EXERCISE: Pictures are not part of the copy; reproduce the remaining data exactly.

Natural-language object grounding data:
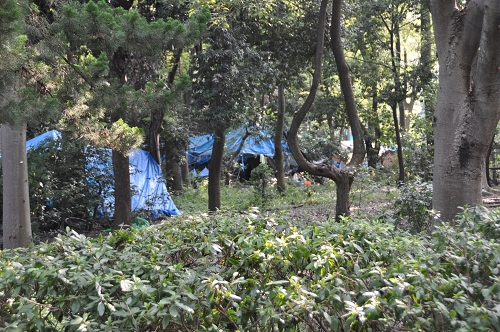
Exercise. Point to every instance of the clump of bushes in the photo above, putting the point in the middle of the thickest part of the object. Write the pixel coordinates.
(229, 272)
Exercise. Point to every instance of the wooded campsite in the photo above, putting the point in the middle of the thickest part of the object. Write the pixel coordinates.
(259, 165)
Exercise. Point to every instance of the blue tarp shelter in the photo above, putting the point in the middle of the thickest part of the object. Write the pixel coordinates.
(150, 191)
(261, 143)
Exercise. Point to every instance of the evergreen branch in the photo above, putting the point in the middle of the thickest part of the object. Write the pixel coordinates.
(79, 72)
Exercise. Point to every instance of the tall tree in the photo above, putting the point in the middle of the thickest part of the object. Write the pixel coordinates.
(343, 179)
(20, 102)
(225, 77)
(468, 102)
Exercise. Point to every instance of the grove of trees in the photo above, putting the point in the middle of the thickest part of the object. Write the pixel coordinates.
(387, 109)
(113, 73)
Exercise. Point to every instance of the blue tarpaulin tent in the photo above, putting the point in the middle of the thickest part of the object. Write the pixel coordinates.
(261, 143)
(150, 192)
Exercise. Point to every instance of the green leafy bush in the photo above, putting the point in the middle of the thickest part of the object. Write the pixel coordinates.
(261, 177)
(413, 206)
(247, 272)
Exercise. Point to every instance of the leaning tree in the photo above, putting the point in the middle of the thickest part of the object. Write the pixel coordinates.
(342, 178)
(468, 102)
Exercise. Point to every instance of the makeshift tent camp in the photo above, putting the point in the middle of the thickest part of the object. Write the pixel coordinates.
(150, 192)
(260, 143)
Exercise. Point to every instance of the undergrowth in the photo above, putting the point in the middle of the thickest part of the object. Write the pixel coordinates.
(254, 271)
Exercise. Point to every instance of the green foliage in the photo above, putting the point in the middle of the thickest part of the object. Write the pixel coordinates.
(261, 177)
(419, 150)
(230, 272)
(413, 206)
(12, 41)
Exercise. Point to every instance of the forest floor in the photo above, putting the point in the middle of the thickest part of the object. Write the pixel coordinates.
(313, 207)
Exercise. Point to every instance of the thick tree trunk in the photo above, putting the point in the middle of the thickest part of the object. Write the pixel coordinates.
(123, 199)
(278, 138)
(468, 104)
(215, 169)
(16, 202)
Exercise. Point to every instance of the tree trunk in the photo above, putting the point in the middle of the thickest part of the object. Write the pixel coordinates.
(16, 202)
(123, 199)
(155, 129)
(215, 169)
(278, 138)
(185, 173)
(329, 171)
(401, 177)
(467, 110)
(229, 165)
(343, 189)
(173, 171)
(372, 139)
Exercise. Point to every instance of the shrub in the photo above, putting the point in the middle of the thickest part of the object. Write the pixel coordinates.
(413, 206)
(261, 177)
(229, 272)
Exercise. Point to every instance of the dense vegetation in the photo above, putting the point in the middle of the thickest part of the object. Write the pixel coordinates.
(259, 271)
(355, 254)
(284, 266)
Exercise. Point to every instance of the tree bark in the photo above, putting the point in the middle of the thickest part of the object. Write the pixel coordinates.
(342, 178)
(401, 177)
(467, 109)
(123, 199)
(278, 138)
(173, 171)
(229, 165)
(215, 169)
(372, 141)
(155, 129)
(346, 86)
(16, 202)
(185, 173)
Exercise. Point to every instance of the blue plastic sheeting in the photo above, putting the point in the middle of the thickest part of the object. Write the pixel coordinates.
(200, 148)
(150, 192)
(49, 136)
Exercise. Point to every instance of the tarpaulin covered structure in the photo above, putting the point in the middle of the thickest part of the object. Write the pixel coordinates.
(149, 190)
(260, 143)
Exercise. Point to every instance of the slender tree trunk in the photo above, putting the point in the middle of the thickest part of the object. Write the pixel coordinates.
(155, 129)
(16, 202)
(278, 138)
(173, 170)
(215, 169)
(329, 171)
(185, 173)
(401, 177)
(372, 141)
(123, 199)
(229, 165)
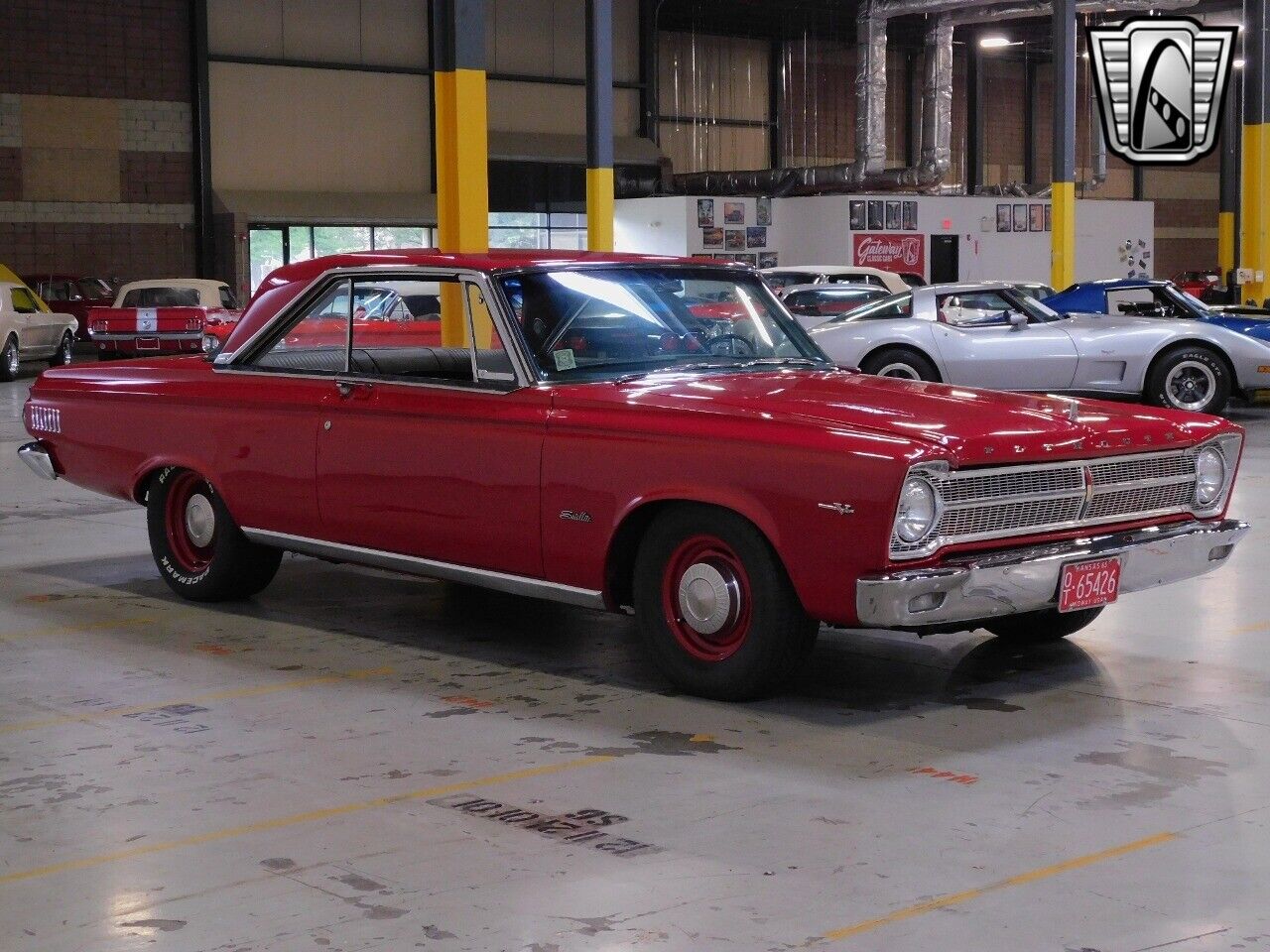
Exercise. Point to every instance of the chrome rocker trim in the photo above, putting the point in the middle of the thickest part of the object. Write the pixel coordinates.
(39, 458)
(1026, 579)
(431, 569)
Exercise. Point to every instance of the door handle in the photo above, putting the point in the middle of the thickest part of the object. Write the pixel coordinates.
(345, 388)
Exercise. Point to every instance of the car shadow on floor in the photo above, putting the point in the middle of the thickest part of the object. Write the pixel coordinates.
(852, 678)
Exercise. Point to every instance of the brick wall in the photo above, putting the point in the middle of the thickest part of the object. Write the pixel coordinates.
(95, 140)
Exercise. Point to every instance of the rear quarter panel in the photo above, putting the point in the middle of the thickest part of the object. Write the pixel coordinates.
(119, 422)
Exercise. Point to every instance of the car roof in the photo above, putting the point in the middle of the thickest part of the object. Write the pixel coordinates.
(1123, 284)
(837, 289)
(492, 261)
(202, 284)
(826, 270)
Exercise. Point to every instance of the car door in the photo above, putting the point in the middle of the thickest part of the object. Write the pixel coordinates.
(435, 452)
(980, 345)
(36, 327)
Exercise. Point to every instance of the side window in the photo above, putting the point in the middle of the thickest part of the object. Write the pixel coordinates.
(974, 308)
(493, 362)
(1130, 301)
(23, 302)
(317, 341)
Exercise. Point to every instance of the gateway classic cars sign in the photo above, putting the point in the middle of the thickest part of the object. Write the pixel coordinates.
(892, 253)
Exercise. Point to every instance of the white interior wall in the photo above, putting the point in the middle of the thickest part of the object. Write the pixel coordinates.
(817, 230)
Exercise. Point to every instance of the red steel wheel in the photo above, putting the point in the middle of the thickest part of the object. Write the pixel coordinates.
(706, 598)
(190, 522)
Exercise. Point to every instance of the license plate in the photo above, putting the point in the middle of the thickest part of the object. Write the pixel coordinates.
(1088, 584)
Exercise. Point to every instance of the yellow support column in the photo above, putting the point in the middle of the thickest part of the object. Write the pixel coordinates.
(599, 209)
(599, 125)
(1062, 257)
(462, 145)
(1252, 249)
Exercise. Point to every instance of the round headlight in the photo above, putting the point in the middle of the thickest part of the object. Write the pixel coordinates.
(1209, 475)
(915, 517)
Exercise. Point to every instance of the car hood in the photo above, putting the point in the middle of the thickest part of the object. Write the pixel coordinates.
(973, 426)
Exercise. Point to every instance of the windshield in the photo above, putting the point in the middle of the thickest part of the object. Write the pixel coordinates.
(598, 322)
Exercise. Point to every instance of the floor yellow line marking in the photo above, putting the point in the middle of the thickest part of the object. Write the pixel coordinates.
(227, 694)
(1020, 880)
(295, 819)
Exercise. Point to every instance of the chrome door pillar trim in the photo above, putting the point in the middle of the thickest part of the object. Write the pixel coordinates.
(431, 569)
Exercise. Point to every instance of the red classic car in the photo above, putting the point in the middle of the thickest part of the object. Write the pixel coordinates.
(581, 435)
(164, 316)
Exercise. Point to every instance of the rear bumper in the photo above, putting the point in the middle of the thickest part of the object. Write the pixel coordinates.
(1026, 579)
(39, 458)
(164, 343)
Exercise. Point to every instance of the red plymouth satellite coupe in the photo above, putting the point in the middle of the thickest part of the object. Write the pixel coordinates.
(581, 434)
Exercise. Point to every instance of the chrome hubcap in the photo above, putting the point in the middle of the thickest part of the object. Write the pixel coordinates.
(1191, 385)
(899, 370)
(199, 520)
(708, 599)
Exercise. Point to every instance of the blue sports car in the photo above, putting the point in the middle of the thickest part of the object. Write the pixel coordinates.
(1151, 298)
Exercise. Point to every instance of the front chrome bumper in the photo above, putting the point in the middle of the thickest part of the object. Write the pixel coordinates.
(39, 458)
(1026, 579)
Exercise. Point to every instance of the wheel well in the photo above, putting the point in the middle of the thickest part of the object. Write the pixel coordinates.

WRITTEN REPLY:
Exercise. Point to every instance of the clump of bushes in the photo above, putting the point in the middle of the thickest part of the object. Write the pixel coordinates.
(229, 272)
Exercise. Point to every instance of the wooded campsite in the photo above, putting the point in the middle of the thickest part of the object. Write the pixel coordinates.
(259, 165)
Exercise. Point to every instance of the blue tarp shelter in the photo above, putting the point in the middle of the thickest part of the object. Write the pixel coordinates.
(150, 191)
(261, 143)
Exercise. Point to every instance of the evergreen branch in the photo above, putting the point in the middle of the thickest part of the object. Write the pixel coordinates.
(79, 72)
Exercise. Point to every instance of the tall tree in the photo above, putting the point in the middle of the thickest part of the object. Write the pixel coordinates.
(343, 179)
(20, 102)
(225, 77)
(468, 102)
Exercise. Point to every instance of the grove of trees in the photo above, putting the point in the middle of the thickest part of the object. Write the pixel coordinates.
(387, 109)
(113, 73)
Exercise. Point to every instance of the blue tarpaulin tent in the photo above, putting the point in the middle of the thickest part of the object. Write the pixel coordinates.
(261, 143)
(150, 192)
Exercise. Point to every instance of the green leafy bush in the photo above, putting the point in the middle of the thickest part of the object. Write the pixel coordinates.
(261, 177)
(413, 206)
(247, 272)
Exercise. Point to every instance of the leaning tree in the photo above, putting the point in the middle of the thickest part of the object. Write the pixel coordinates.
(342, 178)
(468, 102)
Exercise. Point to every instance of the makeshift tent camp in the photo above, putting the point in the middle of the thickest part of the object. Write the pixel coordinates.
(150, 192)
(260, 143)
Exercise. Point to every instance of the undergrowth in the photo above, putting the point in the middle of the thickest part of the object. Write the pixel coordinates.
(254, 271)
Exercise. Point to every instance of the green foliage in the photo above, putting the point in the middle of the thickest part of the object. Write the pixel coordinates.
(261, 177)
(419, 150)
(230, 272)
(413, 206)
(12, 41)
Exercise. Point to every instance of the forest floor in the photo above, putting the point in the middle of the thickest part of the object. Write the pixel coordinates.
(313, 207)
Exercise. Point to every instance of the thick tree trunk in the photo above, putting the point in the middle of the thickest part of the object. Write the pixel coordinates.
(123, 199)
(278, 138)
(468, 104)
(215, 169)
(16, 202)
Exercise. Point to every instance of the tree trunk in the photo above, putting the point in the middle of the thickest part of the object. Write the pixel coordinates.
(16, 202)
(123, 199)
(155, 129)
(215, 169)
(278, 138)
(185, 173)
(329, 171)
(401, 177)
(467, 110)
(229, 165)
(343, 189)
(173, 171)
(372, 139)
Exercise. Point to every instance of the shrub in the photo above, putting the point in the middle of the thickest part of the object. Write the pixel coordinates.
(413, 206)
(261, 177)
(229, 272)
Exercise. Point to every instance of the dense vegetation in the photo above, putting the point in the middle of the thickest part of the object. Write the pixel coordinates.
(259, 271)
(355, 254)
(284, 266)
Exercise. Point to every instance of the tree bark in the photo above, putting the point in the middle of the thickest part of the object. Write the pixel coordinates.
(342, 178)
(401, 177)
(467, 109)
(123, 199)
(278, 138)
(173, 171)
(229, 165)
(215, 169)
(372, 141)
(155, 129)
(346, 86)
(16, 202)
(185, 173)
Exercise. Point to every instance of the blue plastic sheeting in the photo above, putting the point in the middle of the thickest part of the object. Write the pixel coordinates.
(200, 148)
(150, 192)
(49, 136)
Exercise. Point to every instance of the tarpaulin covered structure in the photo above, putting the point in the middle of the thickest part of the object. Write the pixel coordinates.
(149, 190)
(260, 143)
Exercise. Point to every instance of the slender tree trunk in the photo above, putting the point in the middle of the thickest part of the object. Write the pixel coordinates.
(155, 129)
(16, 202)
(278, 138)
(173, 170)
(215, 169)
(329, 171)
(185, 173)
(401, 177)
(372, 141)
(123, 199)
(229, 165)
Exercise. Point to every instance of the chrome rocker trim in the photo above, putting the point in the middle of the thickest part of the object. Write the pixel coordinates.
(39, 458)
(1026, 579)
(431, 569)
Exercise. Point to every instance of the door handle in the photo above, putting the point in the middle of the thickest part of the object. Write the pixel coordinates.
(345, 388)
Exercise. Point to every instance of the car shadow on floor in the photo above, putting the point in the middle of the thickest part of the object. Write the pixel coordinates.
(852, 678)
Exercise. Point to every instance of the brick wall in the photo above, putting the point in the middle of the thickest part of the object. Write the pixel coordinates.
(95, 140)
Exercise. Point to every instance of the rear quarter panel in the photo above, putting the point in the middle of the thickest part of the object. Write the pixel coordinates.
(119, 422)
Exercise. Point to every instance of the car roof in the photo above, putting the point in the middle of the thickest part of the object. Write the pixel coordinates.
(1123, 284)
(837, 289)
(492, 261)
(202, 284)
(826, 270)
Exercise. Point to every instance of the car door in the photo above, putting the point in the middle of the thickest part of the object. Write the pixel coordinates.
(435, 452)
(980, 345)
(36, 327)
Exercise. Point to every instance of the side window in the photo above, putting the point in the middle of the thickest part of the object. Write the pixel coordinates.
(974, 308)
(493, 362)
(1130, 301)
(23, 302)
(317, 341)
Exercise. Point to every instance of the gateway classic cars sign in the photo above, putting the point in the middle of the thickest part of the object. Write the pixel coordinates.
(892, 253)
Exercise. Point to every instance of the white interior wall in the photo above, putting the point in the middle of the thickest part of the object. Write the pixel coordinates.
(817, 230)
Exercise. Point to every instance of the red steel wheel in the photo above, putting the point in the middle of the thickest part of the object. Write the pixel coordinates.
(706, 598)
(190, 522)
Exercise. Point to every instance of the license plate in the photo above, putting the point in the middle of the thickest part of the object. Write the pixel coordinates.
(1088, 584)
Exercise. Point to every instance of the yellow support column in the photo above, putting the point in the middle of the thickest part of the object. Write the pixel coordinates.
(599, 209)
(599, 125)
(1062, 257)
(462, 145)
(1252, 249)
Exercise. Point to every instance of the round headlight in the photo above, putting the point in the middle of the thickest part of the object. Write the pixel coordinates.
(1209, 475)
(915, 517)
Exercise. Point to every instance of the car hood in the photo above, putting the point in the middle of the thickest part of the object. Write the pixel coordinates.
(973, 426)
Exercise. Point to every instance of the windshield in the photo above, putting the point in the middle of the thickest part of the object. Write the pixel coordinates.
(598, 322)
Exercise. Point to every instance of the floor yellow line marking in the photo above, putting the point in the middle of the thickest part of the object. Write the pixel coordinates.
(227, 694)
(1020, 880)
(295, 819)
Exercise. Point to every instance of the chrome door pillar trim in the photo above, putting the point in the middle of the thickest part of the object. Write the pixel coordinates.
(431, 569)
Exercise. Point to every instance of the red classic car in the photo above, putting the point in the middle of the thickest part of the object. Write the pixel coordinates.
(581, 435)
(164, 316)
Exercise. Point to every instance of the rear bumper in the photo above, putting the point in the middle of the thickest part of the object. Write the pixel coordinates.
(1026, 579)
(39, 458)
(164, 343)
Exercise. Point to every instance of the red plymouth satellite coupe in the photo above, putting the point in the middle of the thickest part of the object. Write the pixel coordinates.
(581, 434)
Exercise. Point to every instance of the chrome hubcap in the photo above, putting the point in the middle of the thickest part of the object. Write the pixel coordinates.
(1191, 385)
(899, 370)
(199, 520)
(708, 599)
Exercise. Point to every instance of the blue sports car in the photo above, putting the point in the middle of the thickest part of the object. Write the pixel coordinates.
(1151, 298)
Exercise. Point to every instance of the front chrome bumper in the photo above, putting the point in the middle of the thickest part of the object. Write the pixel coordinates.
(39, 458)
(1026, 579)
Exercise. Point to every instance of the wheel well in the photo above, putting the point in the middle of the thickest part of the object. Write the pixel coordinates.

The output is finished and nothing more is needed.